Problem statement:
Give the listing back in full, exactly as written, with the pictures removed.

Record extracts:
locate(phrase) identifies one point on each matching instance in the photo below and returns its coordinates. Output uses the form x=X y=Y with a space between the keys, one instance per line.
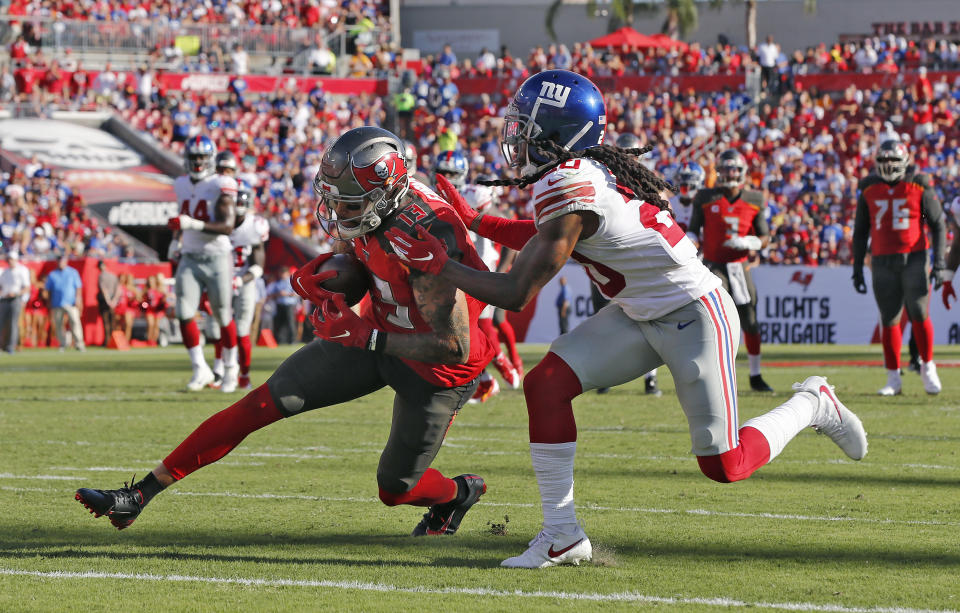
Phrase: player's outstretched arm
x=542 y=257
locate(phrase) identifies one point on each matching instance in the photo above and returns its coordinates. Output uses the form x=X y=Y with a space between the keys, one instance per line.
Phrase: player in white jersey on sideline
x=248 y=240
x=205 y=222
x=597 y=204
x=453 y=165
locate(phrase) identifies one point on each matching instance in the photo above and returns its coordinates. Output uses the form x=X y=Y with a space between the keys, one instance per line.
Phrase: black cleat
x=650 y=386
x=445 y=518
x=121 y=506
x=757 y=384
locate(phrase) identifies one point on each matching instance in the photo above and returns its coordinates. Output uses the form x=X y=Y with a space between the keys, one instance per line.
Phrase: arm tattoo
x=444 y=308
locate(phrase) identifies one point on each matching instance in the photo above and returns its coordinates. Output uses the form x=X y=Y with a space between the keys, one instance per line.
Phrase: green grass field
x=290 y=520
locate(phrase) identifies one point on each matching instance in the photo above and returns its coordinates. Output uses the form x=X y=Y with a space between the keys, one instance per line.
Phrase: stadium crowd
x=806 y=149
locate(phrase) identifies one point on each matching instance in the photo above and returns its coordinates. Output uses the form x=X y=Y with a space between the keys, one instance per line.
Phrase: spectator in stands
x=108 y=295
x=14 y=291
x=66 y=300
x=286 y=302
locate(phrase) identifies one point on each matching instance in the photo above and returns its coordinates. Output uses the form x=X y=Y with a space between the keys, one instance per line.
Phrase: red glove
x=948 y=293
x=334 y=321
x=446 y=189
x=306 y=281
x=429 y=254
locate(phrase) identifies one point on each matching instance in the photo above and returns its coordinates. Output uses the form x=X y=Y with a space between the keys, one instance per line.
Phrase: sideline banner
x=796 y=304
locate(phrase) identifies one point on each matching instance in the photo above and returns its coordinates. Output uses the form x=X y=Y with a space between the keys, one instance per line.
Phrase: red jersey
x=894 y=214
x=718 y=220
x=393 y=307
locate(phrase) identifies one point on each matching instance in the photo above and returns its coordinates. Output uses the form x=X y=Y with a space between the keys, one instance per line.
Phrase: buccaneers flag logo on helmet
x=385 y=172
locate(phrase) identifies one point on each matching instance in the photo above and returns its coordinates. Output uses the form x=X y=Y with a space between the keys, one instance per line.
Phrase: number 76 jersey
x=639 y=257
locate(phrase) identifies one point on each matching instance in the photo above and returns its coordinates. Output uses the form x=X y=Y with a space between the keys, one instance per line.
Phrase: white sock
x=229 y=356
x=196 y=356
x=783 y=423
x=553 y=465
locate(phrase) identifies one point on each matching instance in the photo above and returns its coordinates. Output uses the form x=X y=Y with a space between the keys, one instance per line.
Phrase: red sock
x=550 y=389
x=923 y=333
x=432 y=488
x=219 y=434
x=228 y=334
x=243 y=354
x=190 y=333
x=509 y=338
x=892 y=339
x=741 y=461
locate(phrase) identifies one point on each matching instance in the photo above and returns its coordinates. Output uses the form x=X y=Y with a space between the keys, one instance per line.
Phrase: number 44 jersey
x=639 y=257
x=199 y=200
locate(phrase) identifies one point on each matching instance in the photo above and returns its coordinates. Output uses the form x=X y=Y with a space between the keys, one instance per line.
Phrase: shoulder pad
x=868 y=181
x=752 y=196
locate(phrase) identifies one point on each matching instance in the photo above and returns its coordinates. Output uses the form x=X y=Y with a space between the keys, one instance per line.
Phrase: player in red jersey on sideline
x=894 y=203
x=419 y=337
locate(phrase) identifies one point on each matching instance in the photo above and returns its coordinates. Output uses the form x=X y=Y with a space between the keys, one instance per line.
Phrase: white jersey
x=682 y=212
x=253 y=231
x=639 y=257
x=199 y=200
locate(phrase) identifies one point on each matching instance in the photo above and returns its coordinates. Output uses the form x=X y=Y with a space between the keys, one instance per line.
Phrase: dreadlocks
x=644 y=183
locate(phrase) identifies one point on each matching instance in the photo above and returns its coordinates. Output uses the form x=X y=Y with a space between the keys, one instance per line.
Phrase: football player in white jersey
x=953 y=256
x=597 y=204
x=206 y=221
x=248 y=241
x=453 y=165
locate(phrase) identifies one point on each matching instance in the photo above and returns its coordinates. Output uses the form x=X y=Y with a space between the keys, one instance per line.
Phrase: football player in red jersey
x=893 y=204
x=732 y=222
x=419 y=337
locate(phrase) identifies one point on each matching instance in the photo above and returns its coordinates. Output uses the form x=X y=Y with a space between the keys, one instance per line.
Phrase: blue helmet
x=199 y=154
x=558 y=105
x=689 y=178
x=453 y=165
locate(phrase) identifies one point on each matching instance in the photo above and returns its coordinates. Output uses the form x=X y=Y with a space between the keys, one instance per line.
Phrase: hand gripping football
x=352 y=279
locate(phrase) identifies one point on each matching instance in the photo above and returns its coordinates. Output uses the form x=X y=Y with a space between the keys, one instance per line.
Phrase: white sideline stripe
x=476 y=591
x=527 y=505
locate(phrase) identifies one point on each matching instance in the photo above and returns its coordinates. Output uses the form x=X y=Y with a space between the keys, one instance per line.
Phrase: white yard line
x=718 y=601
x=527 y=505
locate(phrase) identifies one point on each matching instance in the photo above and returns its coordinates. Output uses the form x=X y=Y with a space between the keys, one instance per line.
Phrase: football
x=352 y=279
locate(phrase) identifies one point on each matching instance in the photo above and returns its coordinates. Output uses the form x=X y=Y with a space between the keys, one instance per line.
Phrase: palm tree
x=681 y=14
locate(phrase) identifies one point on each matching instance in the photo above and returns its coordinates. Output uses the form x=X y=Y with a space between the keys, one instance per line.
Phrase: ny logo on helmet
x=553 y=94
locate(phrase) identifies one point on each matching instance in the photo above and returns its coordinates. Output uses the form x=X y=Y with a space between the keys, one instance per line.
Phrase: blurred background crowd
x=806 y=149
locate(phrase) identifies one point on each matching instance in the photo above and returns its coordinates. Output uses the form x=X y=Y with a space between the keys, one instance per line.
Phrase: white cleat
x=231 y=375
x=202 y=375
x=546 y=550
x=893 y=386
x=835 y=420
x=928 y=374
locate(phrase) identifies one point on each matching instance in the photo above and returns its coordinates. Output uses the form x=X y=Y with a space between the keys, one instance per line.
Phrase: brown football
x=352 y=279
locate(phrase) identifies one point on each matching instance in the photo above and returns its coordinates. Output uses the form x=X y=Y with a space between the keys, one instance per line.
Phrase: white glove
x=189 y=223
x=744 y=243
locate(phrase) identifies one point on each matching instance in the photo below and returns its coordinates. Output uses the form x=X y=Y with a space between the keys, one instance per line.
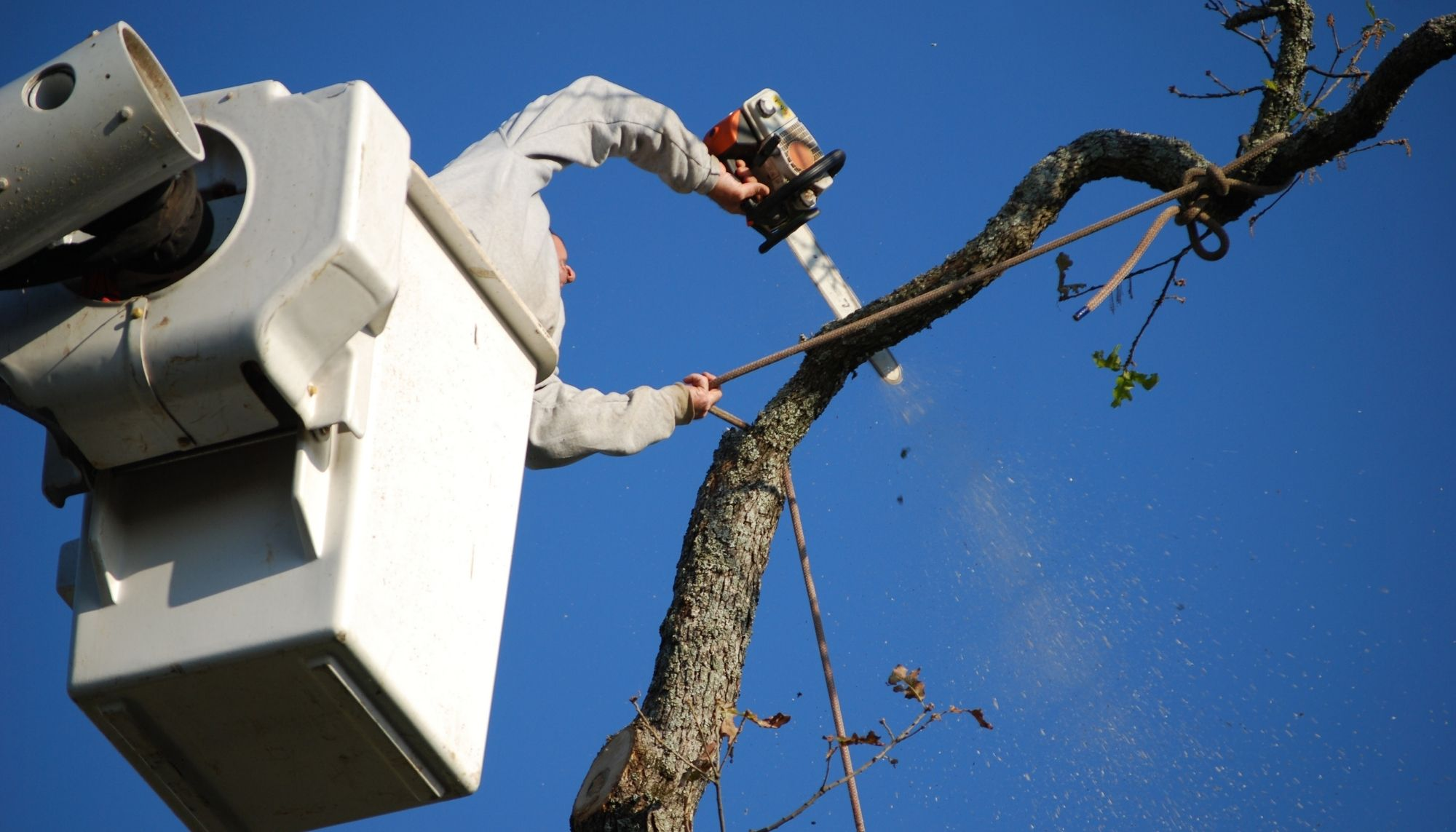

Problem solution:
locate(phrase) identifies one point on each matching instance in the photo below and returns its coordinates. Output uses the form x=X y=Y with a space between the keys, one instance per line.
Phrase: player's outstretched arm
x=542 y=257
locate(phrase) identifies one point on each matching instance in the photo above and returns its coordinates. Output uses the form x=X y=Y with a space between the keys, one instance per line.
Phrase: player in white jersey on sideline
x=248 y=240
x=205 y=222
x=597 y=204
x=453 y=165
locate(phrase) identifies one point on each matching instance in the photo above and returns its coordinates. Output uses the form x=X y=Y with a space between the keys, one instance per line.
Phrase: black cleat
x=650 y=386
x=445 y=518
x=121 y=506
x=757 y=384
locate(phrase) identifies one point on each matching instance in the photo above and returns its coordinates. Output uses the form x=X y=Y with a space between the keys, one instance per line.
Phrase: arm tattoo
x=444 y=308
locate(phrase) identifies one point on each matching instance in the photo above and returns its coordinates. Output uses the form x=X y=Y with a space between the keys, one instance per line.
Phrase: green grass field
x=290 y=520
locate(phrase) identifies one point on each matching instance in the photo above and returns its coordinates. Output uses the form x=X y=Y with a space between the keys, one instance per line.
Phrase: stadium crowd
x=806 y=149
locate(phrase) identifies one point on each matching instance in the photo above and returns its coordinates. Output uses the form x=X y=Y with a space between the keys, one instance per line.
Phrase: spectator in stands
x=108 y=295
x=14 y=291
x=66 y=300
x=286 y=302
locate(phrase) identifies one point on each matching instance in the photo above and returns its coordinates. Output uses the form x=X y=Y with a space between the keys, one instance per line.
Phrase: red glove
x=948 y=293
x=334 y=321
x=446 y=189
x=306 y=281
x=429 y=254
locate(phrase) identifies one point on each matching instance in the photo above and returns its coordinates. Output uses the form x=X y=Y with a space between the keys, one instance per line.
Phrase: sideline banner
x=796 y=304
locate(phrase) identifies one point on each matching instance in the photo above and returns its coordinates. Output uses the form x=X y=Y with a space between the keys, one instance per line.
Phrase: red jersey
x=894 y=214
x=718 y=220
x=393 y=307
locate(phrase) identifies one point on each matching instance in the photo above and returns its coordinates. Output uses the form x=X y=Y with a space between the keys, one instance per line.
Phrase: buccaneers flag logo on helmet
x=385 y=172
locate(phrase) identifies one point on each matching instance in the photo above and returns its coordinates. Output uses the form x=X y=Y with a space between the keys, one instance per line.
Phrase: number 76 jersey
x=639 y=257
locate(phrase) identifies one point on each matching instance in the photo above and returns its coordinates. Output uses the form x=X y=Y with a space between the keys, one instance per line.
Phrase: white sock
x=229 y=356
x=196 y=356
x=783 y=423
x=553 y=465
locate(phrase) identifies one point on each matching instance in the photo above and returns its coordinates. Output uses the form x=X y=Y with a space between the keys, one instance per line.
Phrase: red sock
x=550 y=389
x=923 y=333
x=432 y=488
x=219 y=434
x=228 y=334
x=243 y=354
x=190 y=333
x=509 y=338
x=892 y=339
x=741 y=461
locate(phrase) identifies one point on each matching instance in the photo above and returns its coordinates. Output uses the form x=X y=Y with a space between the keys, one instance per line.
Phrase: number 44 jersey
x=639 y=257
x=199 y=200
locate(phrase) identifies one point on each matching instance in the photo above and returns its coordinates. Output uses the form x=X y=Y with a space between the keys, one instance per line.
Phrase: shoulder pad
x=868 y=181
x=752 y=196
locate(phrase) identifies one point on each matching instance in the photo above and returns its coordinates. Output uses the form x=X y=Y with a space between the keys, one instance per line.
Phrase: player in red jersey on sideline
x=894 y=203
x=419 y=337
locate(phrase) identifies one point on each matching instance in the photo above and returns its coordinates. Output uses the form x=X y=Y with a space between the keys, one instance per line.
Phrase: white jersey
x=682 y=212
x=253 y=231
x=639 y=257
x=199 y=200
locate(phrase) identifies one point on each matching instance in the photo above and returns its coordinates. Output uses the form x=X y=Y with a space between the keys, one instance per line.
Phrase: dreadlocks
x=644 y=183
locate(phrase) identifies one point on each matching instance in the photo above and returns its coordinates. Output uses the form x=X y=Y with a space between the keys, one instance per line.
Phrase: football player in white jersey
x=953 y=256
x=597 y=204
x=206 y=221
x=248 y=241
x=453 y=165
locate(phrase) identifies one point on each matching instance in the photo above and returns its coordinates. Output uses the form x=X y=Y with a space between the keys, one instance per line.
Phrase: football player in red jersey
x=893 y=204
x=732 y=222
x=419 y=337
locate(phrase) identifies one point on each matching instance in the photo above and returns its coordinates. Output uses the form x=X y=Y with a space between the keys, one instance per line.
Phrase: blue helmet
x=199 y=154
x=558 y=105
x=689 y=178
x=453 y=165
locate(phrase) identifies one point on each matching instance in the photo above and returns its coordinates. Output uses the form x=X y=Y with a space between the keys, one instance per line.
Phrase: hand gripping football
x=352 y=279
locate(phrase) identifies one point on each matching instance in the photo above and returns its coordinates. Output uses the form x=X y=Y with a space between the keys, one instance per line.
Phrase: white sideline stripe
x=476 y=591
x=527 y=505
locate(phrase) identifies one point on each matching instance in the photo above and returns its coordinates. Output uses the form x=X y=Y with a space between the keys, one instance per line.
Phrase: white yard line
x=718 y=601
x=527 y=505
locate(phrase) identifies one point on each matching instance in the photo above and returns its coordinates. Output uses the form x=X y=Y with a space between the keys, one instance per line.
Phrase: football
x=352 y=279
locate(phrase) identifies one point on each matching instance in the photo above and returns its coordinates. Output uses the form x=X y=Y with a space between the keys, one instance per line.
Phrase: palm tree
x=681 y=14
locate(phrase) identifies one point on each matching instance in the photo above and returns its coordinates. Output uses the form x=X y=Y with a space between the keys, one instance per line.
Phrase: ny logo on helmet
x=553 y=94
locate(phrase) identifies one point on each matching instance in the photo above and returns its coordinates. Output uses the form x=X y=Y with a space between the keys, one instance per line.
Phrase: blurred background crowd
x=806 y=149
locate(phrase) identifies one point on each matching instance in the photo above and returns its coordinates. Output uses the form x=X y=Y with a space between the keys, one instance per line.
Phrase: white cleat
x=231 y=375
x=202 y=375
x=546 y=550
x=893 y=386
x=835 y=420
x=928 y=374
locate(phrase) identifies one point on each matching instance in the photo above and returns its coordinates. Output uses the form x=X y=Y with a space between the keys, one instance per line.
Phrase: brown football
x=352 y=279
locate(phrase) identifies one point on each matching instance in the photo above and returns its coordinates. Output uses the form x=X y=Y with a space between the keys, one instance per line.
Phrase: white glove
x=189 y=223
x=744 y=243
locate(phrase) identifies one point on each matching instance in the photo below and returns its coordinates. Output uses the form x=X y=Y with a space between the keys, one instance per line.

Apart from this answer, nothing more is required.